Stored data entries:
+-------+

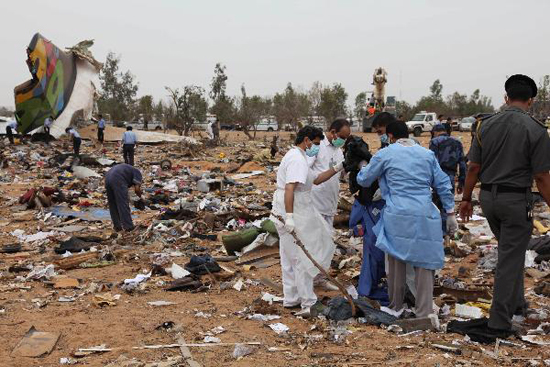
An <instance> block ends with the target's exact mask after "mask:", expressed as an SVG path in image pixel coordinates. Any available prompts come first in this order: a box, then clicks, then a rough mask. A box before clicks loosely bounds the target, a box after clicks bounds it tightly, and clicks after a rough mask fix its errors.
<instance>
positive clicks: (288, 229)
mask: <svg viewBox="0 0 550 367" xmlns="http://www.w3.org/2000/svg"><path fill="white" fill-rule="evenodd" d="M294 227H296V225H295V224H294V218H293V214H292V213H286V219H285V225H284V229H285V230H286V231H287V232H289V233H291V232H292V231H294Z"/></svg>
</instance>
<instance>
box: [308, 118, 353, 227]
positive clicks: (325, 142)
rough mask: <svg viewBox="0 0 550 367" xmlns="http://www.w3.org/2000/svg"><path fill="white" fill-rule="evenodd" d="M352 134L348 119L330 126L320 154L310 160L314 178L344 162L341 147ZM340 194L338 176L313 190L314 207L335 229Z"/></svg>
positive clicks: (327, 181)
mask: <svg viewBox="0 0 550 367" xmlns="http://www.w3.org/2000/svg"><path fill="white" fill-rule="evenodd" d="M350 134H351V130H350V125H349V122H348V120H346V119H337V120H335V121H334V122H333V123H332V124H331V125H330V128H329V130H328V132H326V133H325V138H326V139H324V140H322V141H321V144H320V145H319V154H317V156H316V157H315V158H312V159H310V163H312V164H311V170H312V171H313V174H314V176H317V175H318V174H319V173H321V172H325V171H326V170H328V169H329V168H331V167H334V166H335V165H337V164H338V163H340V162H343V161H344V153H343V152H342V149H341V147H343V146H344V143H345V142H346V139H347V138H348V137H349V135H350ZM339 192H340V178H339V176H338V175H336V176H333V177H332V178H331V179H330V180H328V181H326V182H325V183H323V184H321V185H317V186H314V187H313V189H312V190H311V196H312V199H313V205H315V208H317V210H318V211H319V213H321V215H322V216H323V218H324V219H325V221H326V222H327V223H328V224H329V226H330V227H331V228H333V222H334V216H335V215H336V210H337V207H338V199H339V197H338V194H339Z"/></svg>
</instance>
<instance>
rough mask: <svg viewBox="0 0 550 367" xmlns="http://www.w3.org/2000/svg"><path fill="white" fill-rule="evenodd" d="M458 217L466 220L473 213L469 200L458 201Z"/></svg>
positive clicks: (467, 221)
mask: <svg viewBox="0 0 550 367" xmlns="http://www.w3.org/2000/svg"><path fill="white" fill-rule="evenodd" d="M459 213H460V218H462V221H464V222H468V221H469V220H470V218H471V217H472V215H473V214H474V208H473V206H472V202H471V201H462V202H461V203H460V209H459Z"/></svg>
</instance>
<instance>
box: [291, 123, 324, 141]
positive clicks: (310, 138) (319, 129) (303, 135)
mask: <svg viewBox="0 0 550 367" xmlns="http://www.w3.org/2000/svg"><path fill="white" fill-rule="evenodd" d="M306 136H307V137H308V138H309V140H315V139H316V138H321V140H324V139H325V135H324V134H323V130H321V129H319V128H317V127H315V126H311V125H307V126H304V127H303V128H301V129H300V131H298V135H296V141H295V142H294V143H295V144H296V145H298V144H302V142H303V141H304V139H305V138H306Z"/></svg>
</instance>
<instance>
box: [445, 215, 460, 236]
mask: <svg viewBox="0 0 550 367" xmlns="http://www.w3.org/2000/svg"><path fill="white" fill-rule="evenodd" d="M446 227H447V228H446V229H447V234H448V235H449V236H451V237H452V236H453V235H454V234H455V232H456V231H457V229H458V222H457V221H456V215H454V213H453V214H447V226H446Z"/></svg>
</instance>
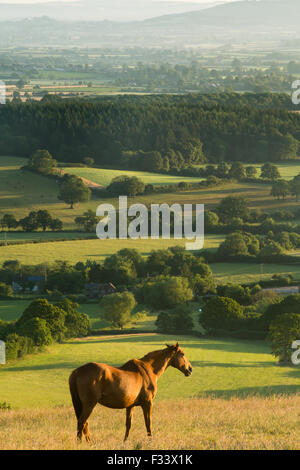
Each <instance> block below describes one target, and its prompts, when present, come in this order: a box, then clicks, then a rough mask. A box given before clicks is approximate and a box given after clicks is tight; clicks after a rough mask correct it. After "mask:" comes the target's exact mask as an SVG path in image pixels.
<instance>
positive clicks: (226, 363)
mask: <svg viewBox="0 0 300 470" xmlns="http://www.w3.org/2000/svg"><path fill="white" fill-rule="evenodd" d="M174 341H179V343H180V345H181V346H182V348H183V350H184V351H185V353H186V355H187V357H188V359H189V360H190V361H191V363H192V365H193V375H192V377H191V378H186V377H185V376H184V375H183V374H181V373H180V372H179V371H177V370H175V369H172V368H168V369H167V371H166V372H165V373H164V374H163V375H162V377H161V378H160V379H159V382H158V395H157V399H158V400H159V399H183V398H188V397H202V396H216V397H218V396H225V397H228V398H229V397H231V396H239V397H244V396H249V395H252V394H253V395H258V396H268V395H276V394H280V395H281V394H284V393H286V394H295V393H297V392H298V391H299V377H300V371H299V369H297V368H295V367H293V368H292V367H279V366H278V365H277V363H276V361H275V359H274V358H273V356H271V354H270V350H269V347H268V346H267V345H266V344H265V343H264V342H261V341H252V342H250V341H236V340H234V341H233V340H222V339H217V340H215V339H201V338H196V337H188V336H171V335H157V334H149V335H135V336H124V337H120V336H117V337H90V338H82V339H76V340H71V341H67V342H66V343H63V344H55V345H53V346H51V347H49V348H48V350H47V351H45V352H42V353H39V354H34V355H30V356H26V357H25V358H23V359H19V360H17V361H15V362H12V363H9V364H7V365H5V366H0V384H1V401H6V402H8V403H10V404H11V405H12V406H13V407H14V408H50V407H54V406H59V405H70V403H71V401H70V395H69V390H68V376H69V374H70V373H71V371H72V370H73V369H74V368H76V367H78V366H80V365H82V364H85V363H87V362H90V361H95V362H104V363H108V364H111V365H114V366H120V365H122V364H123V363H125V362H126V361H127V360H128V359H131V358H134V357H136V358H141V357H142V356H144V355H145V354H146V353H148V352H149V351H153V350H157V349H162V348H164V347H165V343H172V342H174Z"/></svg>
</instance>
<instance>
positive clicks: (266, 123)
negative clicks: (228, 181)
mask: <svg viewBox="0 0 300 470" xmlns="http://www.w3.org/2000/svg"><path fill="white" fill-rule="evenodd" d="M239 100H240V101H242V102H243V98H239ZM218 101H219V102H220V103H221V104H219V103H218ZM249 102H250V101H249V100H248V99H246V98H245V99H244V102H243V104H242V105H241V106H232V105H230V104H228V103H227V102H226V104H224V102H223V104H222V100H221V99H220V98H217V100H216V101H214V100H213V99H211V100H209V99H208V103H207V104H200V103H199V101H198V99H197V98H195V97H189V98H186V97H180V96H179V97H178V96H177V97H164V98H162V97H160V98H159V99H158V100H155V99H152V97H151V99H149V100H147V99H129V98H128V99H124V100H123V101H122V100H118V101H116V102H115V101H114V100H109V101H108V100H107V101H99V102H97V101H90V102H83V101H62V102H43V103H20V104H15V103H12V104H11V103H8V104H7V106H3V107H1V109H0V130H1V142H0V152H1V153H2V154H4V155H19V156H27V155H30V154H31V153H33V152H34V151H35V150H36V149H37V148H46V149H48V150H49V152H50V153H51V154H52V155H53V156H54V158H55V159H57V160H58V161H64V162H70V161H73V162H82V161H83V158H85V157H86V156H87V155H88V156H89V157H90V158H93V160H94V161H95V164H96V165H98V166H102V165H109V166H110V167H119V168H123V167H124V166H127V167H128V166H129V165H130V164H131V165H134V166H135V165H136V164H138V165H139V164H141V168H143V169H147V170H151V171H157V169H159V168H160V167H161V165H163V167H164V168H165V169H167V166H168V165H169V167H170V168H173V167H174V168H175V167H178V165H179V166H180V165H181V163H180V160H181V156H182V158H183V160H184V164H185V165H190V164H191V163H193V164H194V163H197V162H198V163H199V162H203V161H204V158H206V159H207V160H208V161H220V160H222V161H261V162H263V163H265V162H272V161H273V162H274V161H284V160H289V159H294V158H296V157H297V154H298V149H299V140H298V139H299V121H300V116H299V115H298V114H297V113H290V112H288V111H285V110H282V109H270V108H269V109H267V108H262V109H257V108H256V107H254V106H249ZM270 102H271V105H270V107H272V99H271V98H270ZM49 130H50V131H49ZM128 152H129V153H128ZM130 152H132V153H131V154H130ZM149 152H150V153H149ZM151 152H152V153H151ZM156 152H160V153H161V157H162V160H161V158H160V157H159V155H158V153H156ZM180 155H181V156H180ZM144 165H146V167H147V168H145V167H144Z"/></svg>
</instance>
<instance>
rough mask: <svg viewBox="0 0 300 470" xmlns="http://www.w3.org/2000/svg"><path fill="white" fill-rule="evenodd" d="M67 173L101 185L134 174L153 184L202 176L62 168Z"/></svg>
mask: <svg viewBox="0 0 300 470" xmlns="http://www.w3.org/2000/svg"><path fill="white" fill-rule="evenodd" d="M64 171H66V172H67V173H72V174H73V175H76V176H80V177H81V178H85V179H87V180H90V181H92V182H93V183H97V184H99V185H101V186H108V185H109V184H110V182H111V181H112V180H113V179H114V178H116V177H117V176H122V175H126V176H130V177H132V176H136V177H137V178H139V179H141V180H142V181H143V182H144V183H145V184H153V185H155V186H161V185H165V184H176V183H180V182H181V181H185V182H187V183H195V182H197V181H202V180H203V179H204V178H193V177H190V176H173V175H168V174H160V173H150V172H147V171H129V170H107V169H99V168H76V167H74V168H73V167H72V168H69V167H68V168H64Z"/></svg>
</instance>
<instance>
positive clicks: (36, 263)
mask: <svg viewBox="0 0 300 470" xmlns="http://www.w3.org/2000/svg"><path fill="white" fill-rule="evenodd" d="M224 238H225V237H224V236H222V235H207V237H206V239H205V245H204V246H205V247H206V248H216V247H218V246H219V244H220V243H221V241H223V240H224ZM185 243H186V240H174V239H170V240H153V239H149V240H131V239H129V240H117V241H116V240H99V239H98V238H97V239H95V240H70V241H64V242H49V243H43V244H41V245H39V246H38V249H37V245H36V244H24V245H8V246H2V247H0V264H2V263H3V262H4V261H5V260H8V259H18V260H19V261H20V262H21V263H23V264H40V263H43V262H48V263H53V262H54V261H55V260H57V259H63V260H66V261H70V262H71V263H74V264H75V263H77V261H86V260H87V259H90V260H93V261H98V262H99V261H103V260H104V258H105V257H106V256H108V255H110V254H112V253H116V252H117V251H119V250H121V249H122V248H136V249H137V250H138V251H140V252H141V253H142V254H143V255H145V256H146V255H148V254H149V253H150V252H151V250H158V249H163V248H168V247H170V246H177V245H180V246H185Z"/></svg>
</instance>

+-------+

_Activity_
Since only the total is wanted, work out how many lines of the data above contain "target" and state it alone.

_Your response_
2